Items from a data source:
☆ ☆ ☆ ☆ ☆

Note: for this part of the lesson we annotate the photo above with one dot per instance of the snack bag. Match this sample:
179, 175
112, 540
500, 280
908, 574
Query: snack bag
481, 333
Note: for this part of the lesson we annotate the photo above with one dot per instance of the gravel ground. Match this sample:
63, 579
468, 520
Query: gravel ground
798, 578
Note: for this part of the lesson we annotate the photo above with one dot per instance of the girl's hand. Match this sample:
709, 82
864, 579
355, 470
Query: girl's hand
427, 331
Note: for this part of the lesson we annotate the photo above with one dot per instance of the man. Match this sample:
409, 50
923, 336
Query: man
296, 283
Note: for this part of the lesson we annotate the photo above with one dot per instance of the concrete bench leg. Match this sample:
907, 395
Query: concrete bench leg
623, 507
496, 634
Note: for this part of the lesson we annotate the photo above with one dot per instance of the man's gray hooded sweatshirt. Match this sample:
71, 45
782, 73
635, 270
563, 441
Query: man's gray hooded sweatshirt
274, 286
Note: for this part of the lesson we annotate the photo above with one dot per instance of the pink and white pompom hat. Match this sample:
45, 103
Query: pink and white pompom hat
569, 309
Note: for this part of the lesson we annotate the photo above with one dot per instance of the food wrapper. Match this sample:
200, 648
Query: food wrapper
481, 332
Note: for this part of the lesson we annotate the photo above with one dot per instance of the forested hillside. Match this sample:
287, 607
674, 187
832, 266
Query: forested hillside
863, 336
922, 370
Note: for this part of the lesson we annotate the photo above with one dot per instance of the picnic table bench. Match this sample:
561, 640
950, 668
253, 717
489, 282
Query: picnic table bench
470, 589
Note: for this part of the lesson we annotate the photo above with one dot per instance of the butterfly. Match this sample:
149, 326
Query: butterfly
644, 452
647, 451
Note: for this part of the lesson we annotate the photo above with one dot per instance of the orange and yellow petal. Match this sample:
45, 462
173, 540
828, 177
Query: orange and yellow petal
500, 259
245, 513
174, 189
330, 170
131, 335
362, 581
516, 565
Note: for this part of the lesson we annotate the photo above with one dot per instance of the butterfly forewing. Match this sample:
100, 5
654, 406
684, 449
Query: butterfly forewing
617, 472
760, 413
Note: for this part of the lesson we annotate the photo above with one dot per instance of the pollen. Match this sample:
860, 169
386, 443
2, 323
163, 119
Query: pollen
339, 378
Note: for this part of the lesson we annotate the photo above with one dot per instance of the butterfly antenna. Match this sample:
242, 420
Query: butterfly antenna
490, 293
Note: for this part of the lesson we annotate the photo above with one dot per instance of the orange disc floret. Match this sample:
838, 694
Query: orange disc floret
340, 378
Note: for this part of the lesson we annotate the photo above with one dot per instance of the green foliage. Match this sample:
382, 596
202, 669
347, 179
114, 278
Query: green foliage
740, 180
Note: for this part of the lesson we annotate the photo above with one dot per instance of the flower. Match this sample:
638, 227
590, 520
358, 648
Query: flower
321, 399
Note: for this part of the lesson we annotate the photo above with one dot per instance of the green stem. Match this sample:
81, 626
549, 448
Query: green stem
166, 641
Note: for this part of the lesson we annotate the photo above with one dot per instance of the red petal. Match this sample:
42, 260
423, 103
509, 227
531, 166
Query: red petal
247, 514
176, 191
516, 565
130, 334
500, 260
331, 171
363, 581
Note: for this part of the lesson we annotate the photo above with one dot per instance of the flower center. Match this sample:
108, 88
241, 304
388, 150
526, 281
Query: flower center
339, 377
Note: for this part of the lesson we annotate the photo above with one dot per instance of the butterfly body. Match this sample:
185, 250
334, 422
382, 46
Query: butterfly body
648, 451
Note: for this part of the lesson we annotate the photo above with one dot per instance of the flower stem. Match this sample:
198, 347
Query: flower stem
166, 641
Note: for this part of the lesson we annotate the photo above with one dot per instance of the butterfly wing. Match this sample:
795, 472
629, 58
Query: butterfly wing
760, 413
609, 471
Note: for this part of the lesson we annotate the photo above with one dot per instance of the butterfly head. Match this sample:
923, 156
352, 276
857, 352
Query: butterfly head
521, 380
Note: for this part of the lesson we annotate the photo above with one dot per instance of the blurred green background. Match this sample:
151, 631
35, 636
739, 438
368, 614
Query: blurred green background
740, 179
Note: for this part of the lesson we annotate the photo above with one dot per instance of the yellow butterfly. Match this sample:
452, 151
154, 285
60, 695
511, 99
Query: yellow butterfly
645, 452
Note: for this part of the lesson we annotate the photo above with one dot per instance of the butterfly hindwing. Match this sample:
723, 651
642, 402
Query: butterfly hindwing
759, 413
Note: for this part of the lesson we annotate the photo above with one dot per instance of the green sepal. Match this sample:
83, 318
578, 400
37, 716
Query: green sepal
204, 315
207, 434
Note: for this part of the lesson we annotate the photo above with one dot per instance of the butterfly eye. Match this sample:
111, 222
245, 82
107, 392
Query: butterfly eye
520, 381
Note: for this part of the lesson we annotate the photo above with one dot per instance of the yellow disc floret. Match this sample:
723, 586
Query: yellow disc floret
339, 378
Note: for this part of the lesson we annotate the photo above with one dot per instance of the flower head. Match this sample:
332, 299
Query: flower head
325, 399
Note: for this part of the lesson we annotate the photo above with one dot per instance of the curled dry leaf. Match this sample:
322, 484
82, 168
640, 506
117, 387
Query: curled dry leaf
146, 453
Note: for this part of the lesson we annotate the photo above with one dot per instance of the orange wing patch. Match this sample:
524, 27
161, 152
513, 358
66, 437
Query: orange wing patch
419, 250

☆ ☆ ☆ ☆ ☆

▶ Your instructions:
Line by line, retype all of the entries.

▶ Task output:
Note: for this part of the lesson we annotate the photo above with one dot per instance of the snack bag. Match this sample:
179, 175
112, 540
500, 280
908, 574
Query: snack bag
481, 333
Note: for this part of the lesson we annotate the photo above with one dot per instance of the gravel ground. Match this sample:
63, 579
468, 520
Query: gravel ground
798, 578
Note: for this part of the lesson we annotate the photo above with one dot per instance of the girl's hand. Match this sample:
709, 82
864, 579
355, 470
Query: girl's hand
427, 331
Note: for this part of the lesson we annotate the photo above with one dot per instance of the man. Match this sample:
409, 50
923, 336
Query: man
296, 283
Note: for this part of the lesson we annotate the photo above with one dot per instance of the concrete bench leg. Match this sample:
907, 395
Query: concrete bench leg
623, 507
496, 634
Note: for this part of the lesson we annotate the photo above with one dot per instance of the man's gray hooded sweatshirt. Match this sample:
71, 45
782, 73
635, 270
563, 441
Query: man's gray hooded sweatshirt
274, 286
Note: for this part of the lesson we annotate the photo above with one dot per instance of the pink and white pompom hat. Match this sample:
45, 103
Query: pink and white pompom hat
569, 309
Note: for this part of the lesson we annotate the photo above with one dot per instance of the food wrapper. Match this sample:
200, 648
Query: food wrapper
481, 332
Note: for this part of the lesson we annotate the photo above with one dot per instance of the forested hillside. Match this sample:
287, 607
674, 187
832, 266
Query: forested hillside
863, 336
922, 370
Note: for this part of the lesson we annotate the photo above with one dot per instance of the picnic table bench. Match this sample:
561, 640
950, 668
253, 717
489, 282
Query: picnic table bench
470, 589
Note: for this part of the lesson we annotate the photo above with one dot per instance of the butterfly. Match this sample:
149, 326
Query: butterfly
644, 452
647, 451
Note: for this part of the lesson we annotate the photo above with one dot per instance of the orange and yellow petal. Match this sample:
45, 462
173, 540
828, 177
Query: orange and yellow petal
500, 259
245, 513
174, 189
330, 170
131, 335
362, 581
516, 565
Note: for this part of the lesson we annotate the photo above with one dot per instance of the butterfly forewing. Match this sample:
100, 5
654, 406
684, 449
Query: butterfly forewing
617, 472
760, 413
Note: for this part of the lesson we annotate the photo above with one dot per instance of the pollen. Match this sample:
860, 169
386, 443
2, 323
163, 119
Query: pollen
339, 378
Note: for this part of the lesson we annotate the photo above with one dot per instance of the butterfly antenna. Match this sample:
242, 420
Query: butterfly antenna
490, 293
Note: for this part of the lesson we annotate the photo above with one dot per instance of the orange disc floret. Match this sample:
838, 694
Query: orange disc floret
340, 378
Note: for this part of the lesson we annotate the photo above with one dot per instance of the green foliage. Match this sample:
382, 596
202, 669
347, 179
114, 278
Query: green foliage
740, 180
Note: for this part of the lesson we annotate the photo above with one dot per instance of the flower. Match this sample:
638, 227
590, 520
358, 648
Query: flower
321, 399
Note: for this part of the lesson we annotate the photo above with one dot per instance of the green stem. Match this sample:
81, 626
549, 448
Query: green stem
166, 641
Note: for this part of the lesson we annotate the photo above with one dot per instance of the red petal. Match this sample:
42, 260
423, 103
509, 227
531, 166
Query: red petal
247, 514
176, 191
516, 565
130, 334
500, 260
331, 171
363, 581
Note: for this part of the lesson we annotate the photo above with one dot per instance of the flower center. Match this sample:
108, 88
241, 304
388, 150
526, 281
Query: flower center
339, 377
Note: for this part of the lesson we annotate the photo above with one dot per instance of the butterfly body. Match this sample:
185, 250
334, 422
382, 46
Query: butterfly body
648, 451
Note: for this part of the lesson we annotate the photo above with one dot per instance of the flower stem. Match this sample:
198, 347
Query: flower stem
166, 641
Note: for this part of the lesson we annotate the photo above with one dot per instance of the butterfly wing. Match this sample:
795, 472
629, 58
Query: butterfly wing
760, 413
609, 471
Note: for this part of the lesson we annotate the photo above with one dot per instance of the butterfly head. Match this sample:
923, 156
352, 276
857, 352
Query: butterfly head
521, 380
Note: for this part of the lesson we annotate the photo above with one dot per instance of the blurred green background. Match this sample:
151, 631
35, 636
739, 438
368, 614
Query: blurred green background
740, 179
Note: for this part of the lesson we annotate the photo above with one dot per instance of the yellow butterfly. Match this sample:
452, 151
154, 285
60, 695
511, 99
Query: yellow butterfly
645, 452
Note: for this part of the lesson we annotate the photo above with one dot per instance of the butterfly hindwing. Match this sample:
723, 651
642, 402
Query: butterfly hindwing
759, 413
Note: for this part of the lesson we annotate the photo above with one dot per instance of the green sepal. Match this sample:
83, 318
578, 400
37, 716
Query: green sepal
204, 315
207, 434
Note: for this part of the lesson we annotate the photo above with one dot per instance of the butterfly eye. Match this sample:
111, 222
245, 82
107, 392
Query: butterfly eye
520, 381
Note: for this part of the lesson we annotate the photo above with one dot per instance of the yellow disc floret. Match this sample:
723, 586
Query: yellow disc floret
339, 378
Note: for this part of the lesson we annotate the photo above with one dot per instance of the flower head. Match this sample:
332, 299
Query: flower head
325, 399
Note: for this part of the lesson we annotate the photo above with one dot per instance of the curled dry leaf. Match this sample:
322, 484
82, 168
640, 506
117, 387
Query: curled dry leaf
146, 453
Note: for this part of the lesson we annotate the photo above with one dot per instance of the orange wing patch. Match this sample:
524, 27
161, 152
513, 358
66, 437
Query: orange wing patch
419, 250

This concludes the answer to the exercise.